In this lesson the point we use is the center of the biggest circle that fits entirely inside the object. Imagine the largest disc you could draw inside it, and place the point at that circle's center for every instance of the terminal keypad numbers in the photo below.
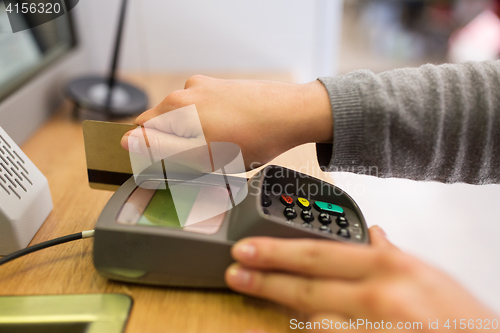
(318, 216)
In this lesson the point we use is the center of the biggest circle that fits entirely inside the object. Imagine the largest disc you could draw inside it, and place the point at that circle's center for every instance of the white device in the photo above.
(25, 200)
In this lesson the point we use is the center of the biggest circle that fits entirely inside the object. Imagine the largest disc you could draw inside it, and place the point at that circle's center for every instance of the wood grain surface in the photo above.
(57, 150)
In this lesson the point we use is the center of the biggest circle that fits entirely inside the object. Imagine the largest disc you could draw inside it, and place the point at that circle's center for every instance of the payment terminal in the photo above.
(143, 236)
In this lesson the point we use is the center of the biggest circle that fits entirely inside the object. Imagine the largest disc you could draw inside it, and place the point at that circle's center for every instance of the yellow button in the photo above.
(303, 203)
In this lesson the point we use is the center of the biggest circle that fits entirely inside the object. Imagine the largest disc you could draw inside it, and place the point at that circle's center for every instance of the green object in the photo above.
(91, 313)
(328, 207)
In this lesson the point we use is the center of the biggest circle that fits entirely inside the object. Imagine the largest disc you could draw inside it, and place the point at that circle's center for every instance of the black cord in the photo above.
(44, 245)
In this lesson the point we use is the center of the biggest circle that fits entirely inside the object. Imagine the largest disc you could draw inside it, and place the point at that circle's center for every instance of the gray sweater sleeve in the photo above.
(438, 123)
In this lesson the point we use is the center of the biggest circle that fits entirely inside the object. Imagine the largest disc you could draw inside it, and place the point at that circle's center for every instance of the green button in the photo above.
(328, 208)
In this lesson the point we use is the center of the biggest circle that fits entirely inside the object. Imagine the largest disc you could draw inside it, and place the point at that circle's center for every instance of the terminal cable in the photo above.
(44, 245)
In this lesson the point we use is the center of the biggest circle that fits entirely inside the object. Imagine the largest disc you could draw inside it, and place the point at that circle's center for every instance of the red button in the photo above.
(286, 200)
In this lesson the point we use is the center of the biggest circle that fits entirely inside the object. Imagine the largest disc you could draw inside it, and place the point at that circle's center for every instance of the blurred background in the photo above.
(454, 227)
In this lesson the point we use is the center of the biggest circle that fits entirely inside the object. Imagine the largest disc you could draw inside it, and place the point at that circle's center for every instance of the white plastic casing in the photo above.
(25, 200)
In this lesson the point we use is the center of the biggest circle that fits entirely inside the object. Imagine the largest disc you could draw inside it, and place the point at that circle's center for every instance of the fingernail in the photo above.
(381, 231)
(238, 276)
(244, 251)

--

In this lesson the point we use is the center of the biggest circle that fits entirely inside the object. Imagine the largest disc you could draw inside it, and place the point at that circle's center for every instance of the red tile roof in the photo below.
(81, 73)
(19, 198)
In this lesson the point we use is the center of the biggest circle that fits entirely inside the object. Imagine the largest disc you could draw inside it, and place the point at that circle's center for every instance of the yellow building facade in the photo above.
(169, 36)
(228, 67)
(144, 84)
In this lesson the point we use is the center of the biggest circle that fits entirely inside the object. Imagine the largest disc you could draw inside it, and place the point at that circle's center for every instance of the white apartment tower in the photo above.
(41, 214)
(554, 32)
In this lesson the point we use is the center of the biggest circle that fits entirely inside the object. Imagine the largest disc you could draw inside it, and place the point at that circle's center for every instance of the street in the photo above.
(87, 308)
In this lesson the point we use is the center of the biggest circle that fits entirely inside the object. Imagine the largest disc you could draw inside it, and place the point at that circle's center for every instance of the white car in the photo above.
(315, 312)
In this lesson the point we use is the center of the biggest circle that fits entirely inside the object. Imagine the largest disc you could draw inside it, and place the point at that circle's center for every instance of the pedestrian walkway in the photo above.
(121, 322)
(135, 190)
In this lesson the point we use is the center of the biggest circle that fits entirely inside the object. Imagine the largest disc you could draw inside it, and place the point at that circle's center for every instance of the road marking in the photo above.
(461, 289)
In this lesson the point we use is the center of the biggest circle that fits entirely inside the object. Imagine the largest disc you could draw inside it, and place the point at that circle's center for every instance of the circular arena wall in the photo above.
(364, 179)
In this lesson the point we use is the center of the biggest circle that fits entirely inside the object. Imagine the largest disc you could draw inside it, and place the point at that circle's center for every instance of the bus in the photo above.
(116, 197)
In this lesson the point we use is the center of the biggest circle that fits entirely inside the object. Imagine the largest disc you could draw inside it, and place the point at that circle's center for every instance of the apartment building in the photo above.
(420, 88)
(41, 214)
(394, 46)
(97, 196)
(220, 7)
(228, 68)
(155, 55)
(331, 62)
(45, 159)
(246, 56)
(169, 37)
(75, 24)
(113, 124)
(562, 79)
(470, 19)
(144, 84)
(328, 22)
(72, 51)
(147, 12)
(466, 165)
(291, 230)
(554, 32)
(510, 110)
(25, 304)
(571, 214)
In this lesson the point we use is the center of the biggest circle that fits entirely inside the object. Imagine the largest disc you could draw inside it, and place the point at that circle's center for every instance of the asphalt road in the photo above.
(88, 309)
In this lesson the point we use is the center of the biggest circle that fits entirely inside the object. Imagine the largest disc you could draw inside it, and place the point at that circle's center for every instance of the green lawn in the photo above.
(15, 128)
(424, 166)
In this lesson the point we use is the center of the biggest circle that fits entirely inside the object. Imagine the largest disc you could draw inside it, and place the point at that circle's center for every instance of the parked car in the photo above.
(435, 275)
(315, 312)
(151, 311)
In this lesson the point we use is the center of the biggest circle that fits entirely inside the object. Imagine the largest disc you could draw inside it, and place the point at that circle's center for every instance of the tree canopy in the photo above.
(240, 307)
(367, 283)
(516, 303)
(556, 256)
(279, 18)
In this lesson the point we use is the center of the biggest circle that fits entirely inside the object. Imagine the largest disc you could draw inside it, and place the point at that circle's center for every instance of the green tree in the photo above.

* * *

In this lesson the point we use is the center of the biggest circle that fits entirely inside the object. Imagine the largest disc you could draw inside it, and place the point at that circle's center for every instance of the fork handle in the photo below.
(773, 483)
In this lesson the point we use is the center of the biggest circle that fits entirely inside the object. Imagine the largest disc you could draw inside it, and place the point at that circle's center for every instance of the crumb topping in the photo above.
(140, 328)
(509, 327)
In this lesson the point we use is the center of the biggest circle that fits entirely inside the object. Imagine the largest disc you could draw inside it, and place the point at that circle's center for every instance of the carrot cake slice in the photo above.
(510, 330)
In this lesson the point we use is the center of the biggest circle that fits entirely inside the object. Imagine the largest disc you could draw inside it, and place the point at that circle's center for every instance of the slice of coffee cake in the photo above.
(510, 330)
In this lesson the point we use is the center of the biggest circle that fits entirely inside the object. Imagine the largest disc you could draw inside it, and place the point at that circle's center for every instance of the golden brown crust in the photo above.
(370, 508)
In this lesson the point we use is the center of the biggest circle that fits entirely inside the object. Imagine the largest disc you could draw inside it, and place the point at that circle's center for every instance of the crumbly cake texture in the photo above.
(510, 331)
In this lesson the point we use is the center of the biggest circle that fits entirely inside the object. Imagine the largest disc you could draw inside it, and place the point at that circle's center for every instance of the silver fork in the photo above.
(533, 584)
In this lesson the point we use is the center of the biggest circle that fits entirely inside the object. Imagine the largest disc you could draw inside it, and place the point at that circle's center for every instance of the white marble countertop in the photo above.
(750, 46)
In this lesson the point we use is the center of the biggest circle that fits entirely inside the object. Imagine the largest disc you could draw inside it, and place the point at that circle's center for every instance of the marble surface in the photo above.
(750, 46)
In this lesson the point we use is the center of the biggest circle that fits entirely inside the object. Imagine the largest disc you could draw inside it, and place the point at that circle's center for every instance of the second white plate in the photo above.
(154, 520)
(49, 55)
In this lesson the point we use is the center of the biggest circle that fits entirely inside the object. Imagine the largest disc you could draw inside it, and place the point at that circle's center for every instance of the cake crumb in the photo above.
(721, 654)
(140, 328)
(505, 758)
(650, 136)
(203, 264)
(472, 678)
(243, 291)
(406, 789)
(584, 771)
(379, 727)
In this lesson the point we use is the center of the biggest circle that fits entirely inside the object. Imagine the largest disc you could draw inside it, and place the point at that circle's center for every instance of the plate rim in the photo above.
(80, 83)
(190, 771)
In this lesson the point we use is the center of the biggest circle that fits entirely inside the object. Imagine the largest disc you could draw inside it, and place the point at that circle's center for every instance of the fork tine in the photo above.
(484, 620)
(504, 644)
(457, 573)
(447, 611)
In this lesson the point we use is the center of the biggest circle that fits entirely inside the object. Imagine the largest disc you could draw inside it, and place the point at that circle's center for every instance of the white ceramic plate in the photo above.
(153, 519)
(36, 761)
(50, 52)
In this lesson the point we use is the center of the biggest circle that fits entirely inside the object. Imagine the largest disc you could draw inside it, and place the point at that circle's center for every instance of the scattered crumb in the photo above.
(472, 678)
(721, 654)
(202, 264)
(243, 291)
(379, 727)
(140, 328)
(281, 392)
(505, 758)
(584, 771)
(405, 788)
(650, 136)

Task to complete. Report how many lines in the rows above contain the word "slice", where case counts. Reply with the number alone.

Result of the task. 2